* GOAL *
Please convert the records in the stretch from the line containing "Task: If you could tag each instance of the chin" through the line containing "<point>691,490</point>" into a two-column CSV headed request and answer, with one row per record. Wrap each field in double quotes and turn any line breaks inside a field into spaces.

— start of DATA FOR PROCESSING —

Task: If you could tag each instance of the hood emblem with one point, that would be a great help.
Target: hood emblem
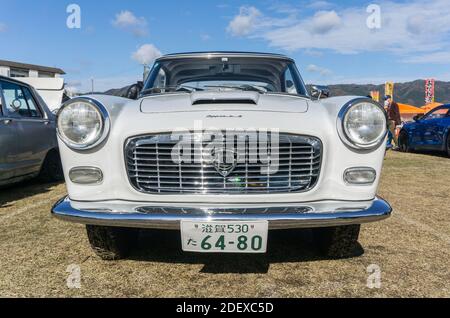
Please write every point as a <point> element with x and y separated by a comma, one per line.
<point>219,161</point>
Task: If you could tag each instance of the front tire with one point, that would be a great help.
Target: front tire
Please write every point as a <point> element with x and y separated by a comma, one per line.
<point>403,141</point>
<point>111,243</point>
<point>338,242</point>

— end of DATA FOR PROCESSING —
— start of DATA FOR PROCESSING —

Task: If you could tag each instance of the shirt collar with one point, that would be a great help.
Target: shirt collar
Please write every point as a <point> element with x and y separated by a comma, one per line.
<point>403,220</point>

— end of DATA FOR PROCESSING —
— start of DATA FOR PROCESSING —

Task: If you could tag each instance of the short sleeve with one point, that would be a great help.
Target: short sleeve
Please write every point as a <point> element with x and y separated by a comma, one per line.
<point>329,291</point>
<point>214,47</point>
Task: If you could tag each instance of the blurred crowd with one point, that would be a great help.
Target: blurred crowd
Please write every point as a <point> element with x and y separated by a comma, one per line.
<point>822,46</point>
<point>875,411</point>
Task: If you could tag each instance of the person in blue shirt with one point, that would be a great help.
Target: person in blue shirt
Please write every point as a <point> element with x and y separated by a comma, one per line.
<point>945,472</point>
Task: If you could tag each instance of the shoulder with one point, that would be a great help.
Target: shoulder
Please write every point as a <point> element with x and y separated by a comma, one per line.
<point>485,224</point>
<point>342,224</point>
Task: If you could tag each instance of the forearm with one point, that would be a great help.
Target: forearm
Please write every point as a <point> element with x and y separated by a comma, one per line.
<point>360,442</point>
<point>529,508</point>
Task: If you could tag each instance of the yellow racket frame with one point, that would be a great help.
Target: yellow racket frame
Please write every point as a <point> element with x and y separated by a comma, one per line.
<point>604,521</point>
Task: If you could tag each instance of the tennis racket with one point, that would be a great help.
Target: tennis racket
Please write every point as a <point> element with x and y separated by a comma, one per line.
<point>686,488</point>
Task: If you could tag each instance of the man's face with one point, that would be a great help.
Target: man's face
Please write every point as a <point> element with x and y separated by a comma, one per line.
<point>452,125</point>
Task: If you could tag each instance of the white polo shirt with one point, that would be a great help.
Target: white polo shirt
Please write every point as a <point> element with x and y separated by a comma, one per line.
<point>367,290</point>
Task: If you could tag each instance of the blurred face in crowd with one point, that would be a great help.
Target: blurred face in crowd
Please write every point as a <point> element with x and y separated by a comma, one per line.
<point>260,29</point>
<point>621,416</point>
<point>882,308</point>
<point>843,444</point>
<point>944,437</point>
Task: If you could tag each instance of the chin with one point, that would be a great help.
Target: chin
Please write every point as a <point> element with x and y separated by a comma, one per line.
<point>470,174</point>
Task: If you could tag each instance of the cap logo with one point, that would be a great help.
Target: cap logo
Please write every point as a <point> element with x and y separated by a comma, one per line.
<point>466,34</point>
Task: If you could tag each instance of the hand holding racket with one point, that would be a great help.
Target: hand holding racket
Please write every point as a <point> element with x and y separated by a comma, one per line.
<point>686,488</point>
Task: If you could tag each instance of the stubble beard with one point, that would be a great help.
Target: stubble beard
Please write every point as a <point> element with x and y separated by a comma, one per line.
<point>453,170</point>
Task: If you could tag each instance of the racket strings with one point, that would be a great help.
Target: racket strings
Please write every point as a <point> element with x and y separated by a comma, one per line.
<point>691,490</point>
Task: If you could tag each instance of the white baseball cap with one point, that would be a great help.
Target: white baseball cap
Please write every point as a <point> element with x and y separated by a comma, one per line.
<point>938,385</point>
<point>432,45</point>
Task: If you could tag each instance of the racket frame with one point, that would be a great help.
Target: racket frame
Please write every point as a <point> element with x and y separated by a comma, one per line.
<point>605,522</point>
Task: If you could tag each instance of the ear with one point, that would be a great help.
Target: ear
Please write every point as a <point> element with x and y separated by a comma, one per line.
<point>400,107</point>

— end of DATA FOR PROCESSING —

* FULL ANSWER *
request,answer
"Task: If you could tag each instance of the chin with one point, that would be a great help. Target: chin Please write every point as a <point> element with x and y separated by a comma, one per line.","<point>470,174</point>"
"Task: If you could tag each instance of the cap logo with one point, that would be a great help. Target: cap logo Please write every point as a <point> element with x and y separated by a comma, one per line.","<point>466,34</point>"
"Task: If you could tag each instance of the hand holding racket with one point, that would be a great help. Target: hand holding racket Please write every point as a <point> element with x and y separated by a comma, one per line.","<point>686,488</point>"
"Task: If you could tag each instance of the stubble beard with one point, that would be a great help. Target: stubble beard Please write every point as a <point> element with x and y separated by a comma, one per line.","<point>453,170</point>"
"Task: If you could tag each instance of the racket strings with one point, that would be a great help. Target: racket strings Please write every point as a <point> element with x and y separated by a comma, one per line.","<point>691,490</point>"